▸ BRANO FORNITO

Ad ascoltare le sue tesi sembra di parlare con un leader degli indignados: soppressione del mercato dei derivati, abbattimento dell’interesse degli azionisti, radicale riforma del sistema monetario. Invece lui è Francois Morin, docente di scienze economiche all’università di Toulouse-I, ma soprattutto membro, per nove anni, del Consiglio generale della Banca di Francia. Un banchiere centrale che attacca la finanza speculativa, il cui potere è arrivato all’apice proprio grazie al benestare delle autorità? Morin lo fa in tutte le 132 pagine del suo Un mondo senza Wall Street?, nuovo libro appena tradotto in italiano con Tropea.

Professor Morin, perché dovremmo privarci della più grande Borsa mondiale?

(Voci tratte da una raccolta di dati)
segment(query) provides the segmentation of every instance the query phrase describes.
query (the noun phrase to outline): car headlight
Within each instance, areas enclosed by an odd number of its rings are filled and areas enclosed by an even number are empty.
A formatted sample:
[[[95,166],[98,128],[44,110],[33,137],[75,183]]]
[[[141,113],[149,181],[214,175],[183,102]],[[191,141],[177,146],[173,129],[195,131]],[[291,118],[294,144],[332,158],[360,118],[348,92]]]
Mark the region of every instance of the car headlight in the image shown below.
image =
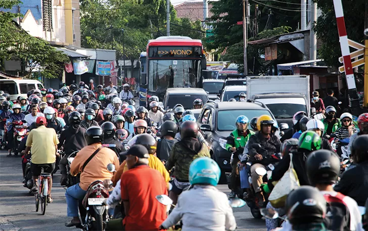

▸ CONSEGNA
Nel brano su Morin, riscrivi tutto ciò che va da "Ad ascoltare le" fino a "italiano con Tropea.", sostituendo "nove anni" con "dieci anni".

▸ RISPOSTA
Ad ascoltare le sue tesi sembra di parlare con un leader degli indignados: soppressione del mercato dei derivati, abbattimento dell’interesse degli azionisti, radicale riforma del sistema monetario. Invece lui è Francois Morin, docente di scienze economiche all’università di Toulouse-I, ma soprattutto membro, per dieci anni, del Consiglio generale della Banca di Francia. Un banchiere centrale che attacca la finanza speculativa, il cui potere è arrivato all’apice proprio grazie al benestare delle autorità? Morin lo fa in tutte le 132 pagine del suo Un mondo senza Wall Street?, nuovo libro appena tradotto in italiano con Tropea.